**TO DO**
Give the data again in its entirety, exactly as provided.

Stored data entries
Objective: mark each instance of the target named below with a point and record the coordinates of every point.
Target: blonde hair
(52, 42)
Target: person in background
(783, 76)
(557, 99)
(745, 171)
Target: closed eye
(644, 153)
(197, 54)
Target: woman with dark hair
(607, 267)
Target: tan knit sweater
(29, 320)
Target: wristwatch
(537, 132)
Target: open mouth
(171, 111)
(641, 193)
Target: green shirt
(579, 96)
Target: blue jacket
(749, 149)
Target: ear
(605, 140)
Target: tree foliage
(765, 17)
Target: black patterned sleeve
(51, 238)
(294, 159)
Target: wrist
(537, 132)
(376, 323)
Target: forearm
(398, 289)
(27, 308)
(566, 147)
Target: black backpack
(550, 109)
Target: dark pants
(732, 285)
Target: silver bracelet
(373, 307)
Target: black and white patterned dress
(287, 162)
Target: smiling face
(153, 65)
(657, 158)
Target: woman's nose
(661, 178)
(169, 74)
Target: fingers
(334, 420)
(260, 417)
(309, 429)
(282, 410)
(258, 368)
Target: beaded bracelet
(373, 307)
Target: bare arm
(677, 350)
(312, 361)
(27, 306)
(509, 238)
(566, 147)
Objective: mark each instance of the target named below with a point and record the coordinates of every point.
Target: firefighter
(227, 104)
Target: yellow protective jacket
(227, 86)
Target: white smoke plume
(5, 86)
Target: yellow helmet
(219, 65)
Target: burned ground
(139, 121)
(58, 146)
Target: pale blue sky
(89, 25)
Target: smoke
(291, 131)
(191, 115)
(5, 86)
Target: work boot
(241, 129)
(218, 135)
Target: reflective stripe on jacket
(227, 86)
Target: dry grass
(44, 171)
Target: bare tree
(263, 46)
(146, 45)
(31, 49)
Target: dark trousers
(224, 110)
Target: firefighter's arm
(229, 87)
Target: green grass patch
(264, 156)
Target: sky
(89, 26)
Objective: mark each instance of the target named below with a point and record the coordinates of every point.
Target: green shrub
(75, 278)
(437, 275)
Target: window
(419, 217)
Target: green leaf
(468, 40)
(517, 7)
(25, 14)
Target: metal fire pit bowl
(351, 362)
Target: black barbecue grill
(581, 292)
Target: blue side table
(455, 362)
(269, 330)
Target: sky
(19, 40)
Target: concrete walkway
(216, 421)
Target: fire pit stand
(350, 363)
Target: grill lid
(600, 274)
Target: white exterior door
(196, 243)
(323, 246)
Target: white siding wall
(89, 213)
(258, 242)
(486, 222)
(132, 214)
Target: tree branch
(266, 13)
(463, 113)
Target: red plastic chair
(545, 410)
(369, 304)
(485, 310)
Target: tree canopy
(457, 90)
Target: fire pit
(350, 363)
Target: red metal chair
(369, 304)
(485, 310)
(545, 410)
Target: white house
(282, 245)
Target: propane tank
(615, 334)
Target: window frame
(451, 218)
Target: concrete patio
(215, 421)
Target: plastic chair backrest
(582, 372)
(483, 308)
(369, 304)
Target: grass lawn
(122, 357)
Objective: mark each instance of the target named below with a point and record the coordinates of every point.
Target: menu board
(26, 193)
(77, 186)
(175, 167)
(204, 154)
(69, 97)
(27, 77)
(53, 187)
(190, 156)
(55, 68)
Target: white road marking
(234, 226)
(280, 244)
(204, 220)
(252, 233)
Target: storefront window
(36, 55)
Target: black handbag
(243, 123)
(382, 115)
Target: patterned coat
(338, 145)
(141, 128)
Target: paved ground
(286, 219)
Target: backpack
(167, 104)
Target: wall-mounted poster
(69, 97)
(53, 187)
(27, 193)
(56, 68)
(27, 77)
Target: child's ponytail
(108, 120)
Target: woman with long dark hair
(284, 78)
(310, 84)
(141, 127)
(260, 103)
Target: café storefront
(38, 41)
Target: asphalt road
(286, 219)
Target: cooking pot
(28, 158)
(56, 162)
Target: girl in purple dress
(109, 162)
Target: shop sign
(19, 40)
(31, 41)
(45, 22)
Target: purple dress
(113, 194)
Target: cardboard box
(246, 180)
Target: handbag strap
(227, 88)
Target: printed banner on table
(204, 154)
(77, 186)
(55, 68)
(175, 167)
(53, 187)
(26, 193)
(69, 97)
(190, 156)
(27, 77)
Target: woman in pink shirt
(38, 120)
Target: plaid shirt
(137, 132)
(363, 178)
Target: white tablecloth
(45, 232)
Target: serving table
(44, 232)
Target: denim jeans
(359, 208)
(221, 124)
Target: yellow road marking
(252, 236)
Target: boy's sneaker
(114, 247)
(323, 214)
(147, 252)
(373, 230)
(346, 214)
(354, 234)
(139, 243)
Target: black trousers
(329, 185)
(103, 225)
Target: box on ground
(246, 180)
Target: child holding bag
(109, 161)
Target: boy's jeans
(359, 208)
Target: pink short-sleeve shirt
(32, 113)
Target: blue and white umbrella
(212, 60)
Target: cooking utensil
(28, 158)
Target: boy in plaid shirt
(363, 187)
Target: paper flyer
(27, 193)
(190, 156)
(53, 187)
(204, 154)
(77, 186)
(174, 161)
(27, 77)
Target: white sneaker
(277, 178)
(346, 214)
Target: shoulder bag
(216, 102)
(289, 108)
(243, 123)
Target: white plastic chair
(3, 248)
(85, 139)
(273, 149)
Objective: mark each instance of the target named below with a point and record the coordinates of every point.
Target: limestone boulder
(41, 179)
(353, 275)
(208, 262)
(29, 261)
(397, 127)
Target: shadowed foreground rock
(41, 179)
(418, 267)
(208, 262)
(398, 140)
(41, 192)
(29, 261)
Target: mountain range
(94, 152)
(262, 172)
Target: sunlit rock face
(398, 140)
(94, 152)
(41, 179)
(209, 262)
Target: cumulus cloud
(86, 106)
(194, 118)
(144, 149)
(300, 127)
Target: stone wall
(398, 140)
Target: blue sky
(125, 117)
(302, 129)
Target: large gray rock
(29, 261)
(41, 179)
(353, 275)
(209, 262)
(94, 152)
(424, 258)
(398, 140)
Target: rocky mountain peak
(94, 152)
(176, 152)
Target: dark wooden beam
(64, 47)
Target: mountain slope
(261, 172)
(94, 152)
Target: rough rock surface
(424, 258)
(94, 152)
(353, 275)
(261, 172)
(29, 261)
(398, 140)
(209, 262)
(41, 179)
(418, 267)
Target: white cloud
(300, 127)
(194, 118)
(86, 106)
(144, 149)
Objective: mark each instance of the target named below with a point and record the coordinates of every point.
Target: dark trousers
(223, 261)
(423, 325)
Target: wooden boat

**RESULT OF THIS TASK**
Objective: mark each instance of the target named below with a point and record the coordinates of every point.
Target: blonde hair
(52, 42)
Target: person in background
(783, 76)
(557, 99)
(745, 171)
Target: closed eye
(644, 153)
(197, 54)
Target: woman with dark hair
(607, 267)
Target: tan knit sweater
(29, 320)
Target: wristwatch
(537, 132)
Target: open mouth
(171, 111)
(641, 193)
Target: green shirt
(579, 96)
Target: blue jacket
(749, 149)
Target: ear
(605, 140)
Target: tree foliage
(765, 17)
Target: black patterned sleeve
(51, 238)
(294, 159)
Target: wrist
(537, 132)
(376, 323)
Target: forearm
(398, 289)
(27, 308)
(566, 147)
Target: black backpack
(550, 109)
Target: dark pants
(732, 285)
Target: silver bracelet
(373, 307)
Target: black and white patterned dress
(287, 162)
Target: smiling face
(153, 65)
(657, 158)
Target: woman's nose
(661, 178)
(169, 74)
Target: fingers
(334, 420)
(260, 417)
(309, 429)
(282, 410)
(258, 368)
Target: beaded bracelet
(373, 307)
Target: bare arm
(677, 350)
(312, 361)
(27, 306)
(509, 238)
(566, 147)
Objective: mark each instance of the target named below with a point and record the coordinates of every point.
Target: firefighter
(227, 104)
Target: yellow protective jacket
(227, 86)
Target: white smoke plume
(5, 86)
Target: yellow helmet
(219, 65)
Target: burned ground
(139, 121)
(58, 146)
Target: pale blue sky
(89, 25)
Target: smoke
(291, 131)
(191, 115)
(5, 86)
Target: work boot
(241, 129)
(218, 135)
Target: reflective stripe on jacket
(227, 86)
Target: dry grass
(44, 171)
Target: bare tree
(263, 46)
(146, 45)
(31, 49)
Target: dark trousers
(224, 110)
Target: firefighter's arm
(229, 87)
Target: green grass patch
(264, 156)
Target: sky
(89, 26)
Objective: mark each instance of the target named below with a point and record the coordinates of every point.
Target: green shrub
(75, 278)
(437, 275)
Target: window
(419, 217)
Target: green leaf
(468, 40)
(517, 7)
(25, 14)
Target: metal fire pit bowl
(351, 362)
Target: black barbecue grill
(581, 292)
Target: blue side table
(455, 362)
(269, 330)
Target: sky
(19, 40)
Target: concrete walkway
(216, 421)
Target: fire pit stand
(350, 363)
Target: grill lid
(600, 274)
Target: white exterior door
(196, 243)
(323, 246)
Target: white siding wall
(89, 213)
(258, 242)
(486, 222)
(132, 214)
Target: tree branch
(266, 13)
(463, 113)
Target: red plastic chair
(545, 410)
(369, 304)
(485, 310)
Target: tree canopy
(457, 90)
Target: fire pit
(350, 363)
Target: red metal chair
(369, 304)
(485, 310)
(545, 410)
Target: white house
(282, 245)
Target: propane tank
(615, 334)
Target: window frame
(451, 218)
Target: concrete patio
(215, 421)
Target: plastic chair backrest
(582, 372)
(483, 308)
(369, 304)
Target: grass lawn
(122, 357)
Objective: mark each instance of the target named below with a point and record the coordinates of every point.
Target: menu board
(26, 193)
(77, 186)
(175, 167)
(204, 154)
(69, 97)
(27, 77)
(53, 187)
(190, 156)
(55, 68)
Target: white road marking
(234, 226)
(280, 244)
(204, 220)
(252, 233)
Target: storefront window
(36, 55)
Target: black handbag
(243, 123)
(382, 115)
Target: patterned coat
(338, 145)
(141, 128)
Target: paved ground
(286, 219)
Target: backpack
(167, 104)
Target: wall-mounted poster
(69, 97)
(53, 187)
(27, 193)
(56, 68)
(27, 77)
Target: child's ponytail
(108, 120)
Target: woman with long dark hair
(284, 78)
(310, 84)
(141, 127)
(260, 103)
Target: café storefront
(38, 41)
Target: asphalt road
(286, 219)
Target: cooking pot
(28, 158)
(56, 162)
Target: girl in purple dress
(109, 162)
Target: shop sign
(19, 40)
(31, 41)
(45, 22)
Target: purple dress
(113, 194)
Target: cardboard box
(246, 180)
Target: handbag strap
(227, 88)
Target: printed banner on table
(204, 154)
(77, 186)
(55, 68)
(175, 167)
(53, 187)
(26, 193)
(69, 97)
(190, 156)
(27, 77)
Target: woman in pink shirt
(38, 120)
Target: plaid shirt
(137, 132)
(363, 178)
Target: white tablecloth
(45, 232)
Target: serving table
(44, 232)
Target: denim jeans
(359, 208)
(221, 124)
Target: yellow road marking
(252, 236)
Target: boy's sneaker
(114, 247)
(323, 214)
(147, 252)
(373, 230)
(346, 214)
(354, 234)
(139, 243)
Target: black trousers
(329, 185)
(103, 225)
Target: box on ground
(246, 180)
Target: child holding bag
(109, 161)
Target: boy's jeans
(359, 208)
Target: pink short-sleeve shirt
(32, 113)
Target: blue and white umbrella
(212, 60)
Target: cooking utensil
(28, 158)
Target: boy in plaid shirt
(363, 187)
Target: paper flyer
(27, 193)
(190, 156)
(53, 187)
(204, 154)
(77, 186)
(174, 161)
(27, 77)
Target: white sneaker
(277, 178)
(346, 214)
Target: shoulder bag
(216, 102)
(289, 108)
(243, 123)
Target: white plastic chair
(3, 248)
(85, 139)
(273, 149)
Objective: mark each instance of the target named below with a point and record the coordinates of every point.
Target: limestone boulder
(41, 179)
(353, 275)
(208, 262)
(29, 261)
(397, 127)
Target: shadowed foreground rock
(41, 179)
(418, 267)
(208, 262)
(398, 140)
(41, 192)
(29, 261)
Target: mountain range
(94, 152)
(262, 172)
Target: sunlit rock face
(398, 140)
(94, 152)
(41, 179)
(209, 262)
Target: cumulus cloud
(86, 106)
(194, 118)
(144, 149)
(300, 127)
Target: stone wall
(398, 140)
Target: blue sky
(125, 117)
(302, 129)
Target: large gray rock
(29, 261)
(41, 179)
(353, 275)
(209, 262)
(94, 152)
(424, 258)
(398, 140)
Target: rocky mountain peak
(94, 152)
(176, 152)
Target: dark wooden beam
(64, 47)
Target: mountain slope
(261, 172)
(94, 152)
Target: rough rock surface
(424, 258)
(94, 152)
(353, 275)
(261, 172)
(29, 261)
(398, 140)
(209, 262)
(41, 179)
(418, 267)
Target: white cloud
(300, 127)
(194, 118)
(86, 106)
(144, 149)
Objective: mark each instance of the target named below with a point and record the coordinates of every point.
Target: dark trousers
(223, 261)
(423, 325)
Target: wooden boat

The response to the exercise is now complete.